### REQUIRED ACTION A
List every dollar amount that appears in the article on coronavirus aid for industries.
### REQUIRED ACTION B
Render this sentence from the article on coronavirus aid for industries in Spanish: "“This is not an ordinary situation, so it requires extraordinary measures,” McConnell said."

### SELECTED TEXT
· · · ·

Capitol Report: Here are the industries that could get coronavirus aid from the U.S. government
Entire industries are hurting and hoping for help from the U.S. government, as Americans cancel travel plans and avoid stores and restaurants because of the coronavirus causing the COVID-19 pandemic.
The Trump administration has been pitching a stimulus package of potentially $1 trillion or more that involves aid for hard-hit sectors such as the airline industry.
Democratic and Republican lawmakers also are working on broad stimulus measures that could help other industries facing financial problems as well as the workers they employ. Senate Majority Leader Mitch McConnell on Tuesday said the Senate will pass a new House Democratic relief bill as soon as possible and begin work on another large rescue package right away.
“This is not an ordinary situation, so it requires extraordinary measures,” McConnell said.
Here are some of the individual industries that could be in line for financial assistance:
• Airlines:U.S. carriers may get a $50 billion bailout, which would be about $10 billion below the industry’s request, said Henrietta Treyz, director of economic policy at Veda Partners, in a note. The airline industry
had requested $25 billion in immediate grant assistance for carriers, $4 billion for cargo carriers, and $29 billion in zero-interest loans and guarantees, she said.

· · · ·

### RECORDS PROVIDED
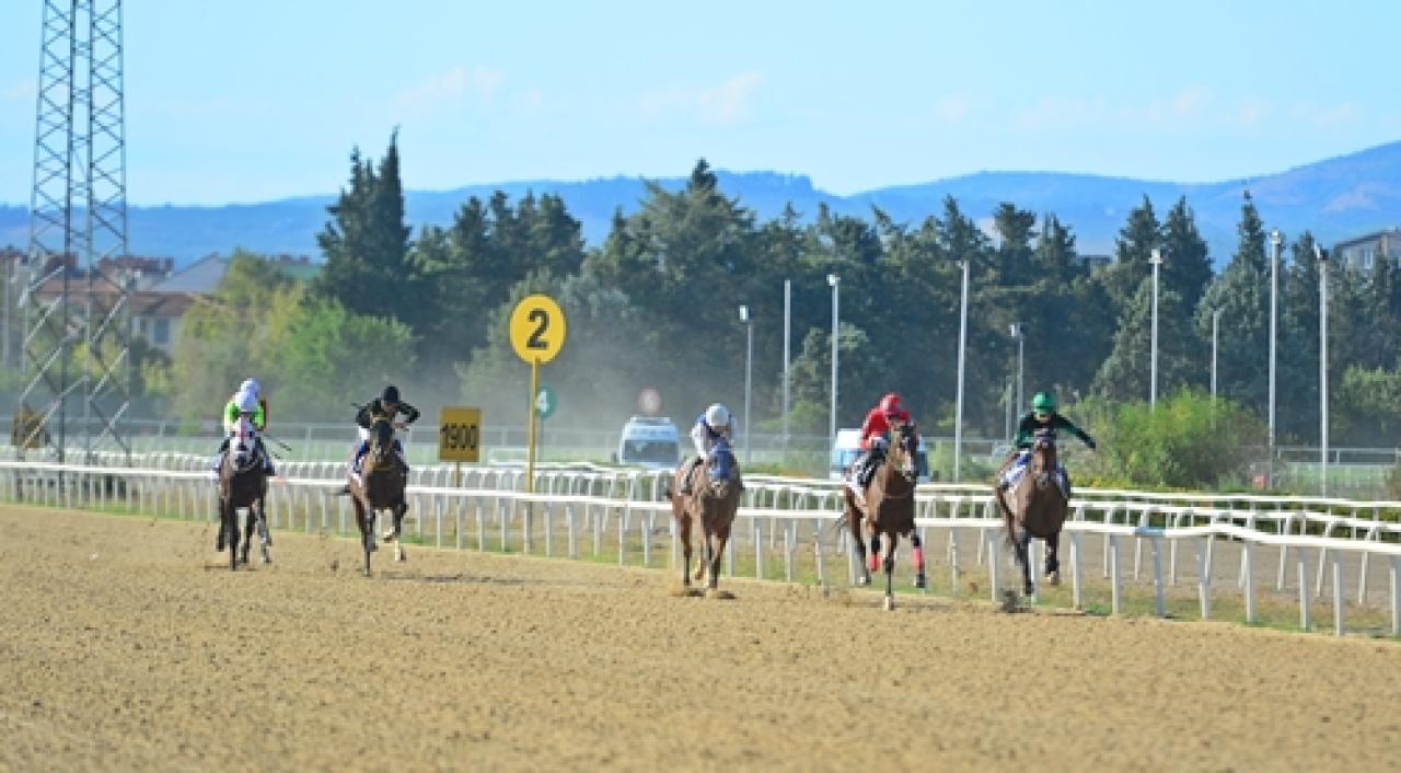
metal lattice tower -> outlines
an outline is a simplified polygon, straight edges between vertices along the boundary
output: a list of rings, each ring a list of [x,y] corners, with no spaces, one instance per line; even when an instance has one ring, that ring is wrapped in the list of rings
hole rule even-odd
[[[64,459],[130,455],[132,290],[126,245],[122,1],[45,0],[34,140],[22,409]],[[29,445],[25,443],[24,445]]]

· · · ·

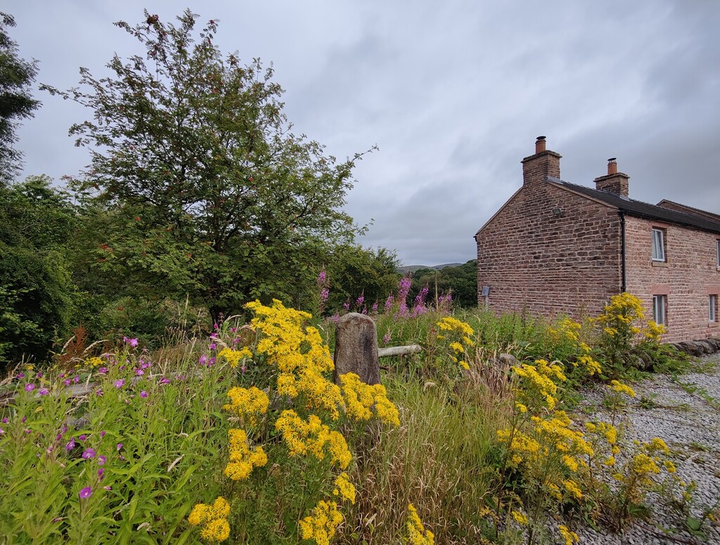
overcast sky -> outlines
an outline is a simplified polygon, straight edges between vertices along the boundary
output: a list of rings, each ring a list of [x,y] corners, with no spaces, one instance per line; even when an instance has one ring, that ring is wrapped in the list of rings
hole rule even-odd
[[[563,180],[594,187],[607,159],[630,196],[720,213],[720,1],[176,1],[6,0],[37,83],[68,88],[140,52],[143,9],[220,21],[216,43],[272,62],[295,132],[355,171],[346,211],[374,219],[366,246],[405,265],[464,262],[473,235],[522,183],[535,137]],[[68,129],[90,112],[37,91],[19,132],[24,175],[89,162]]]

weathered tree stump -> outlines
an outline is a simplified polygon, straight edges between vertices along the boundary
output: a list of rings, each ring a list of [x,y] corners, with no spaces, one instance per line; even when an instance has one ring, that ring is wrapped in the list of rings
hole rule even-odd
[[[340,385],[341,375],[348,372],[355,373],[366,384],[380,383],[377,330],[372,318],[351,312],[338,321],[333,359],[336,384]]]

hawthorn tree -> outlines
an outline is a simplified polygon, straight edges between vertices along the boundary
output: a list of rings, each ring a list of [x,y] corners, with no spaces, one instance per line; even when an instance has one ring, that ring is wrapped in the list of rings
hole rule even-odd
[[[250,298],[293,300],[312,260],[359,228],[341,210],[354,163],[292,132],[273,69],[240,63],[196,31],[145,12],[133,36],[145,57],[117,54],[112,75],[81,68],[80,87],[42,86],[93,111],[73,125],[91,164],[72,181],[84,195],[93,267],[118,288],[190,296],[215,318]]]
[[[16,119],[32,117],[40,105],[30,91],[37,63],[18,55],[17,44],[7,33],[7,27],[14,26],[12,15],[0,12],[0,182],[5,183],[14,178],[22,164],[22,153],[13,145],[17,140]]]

· · · ·

### EXERCISE ANSWER A
$1 trillion, $50 billion, $10 billion, $25 billion, $4 billion, $29 billion

### EXERCISE ANSWER B
“Esta no es una situación ordinaria, por lo que requiere medidas extraordinarias”, dijo McConnell.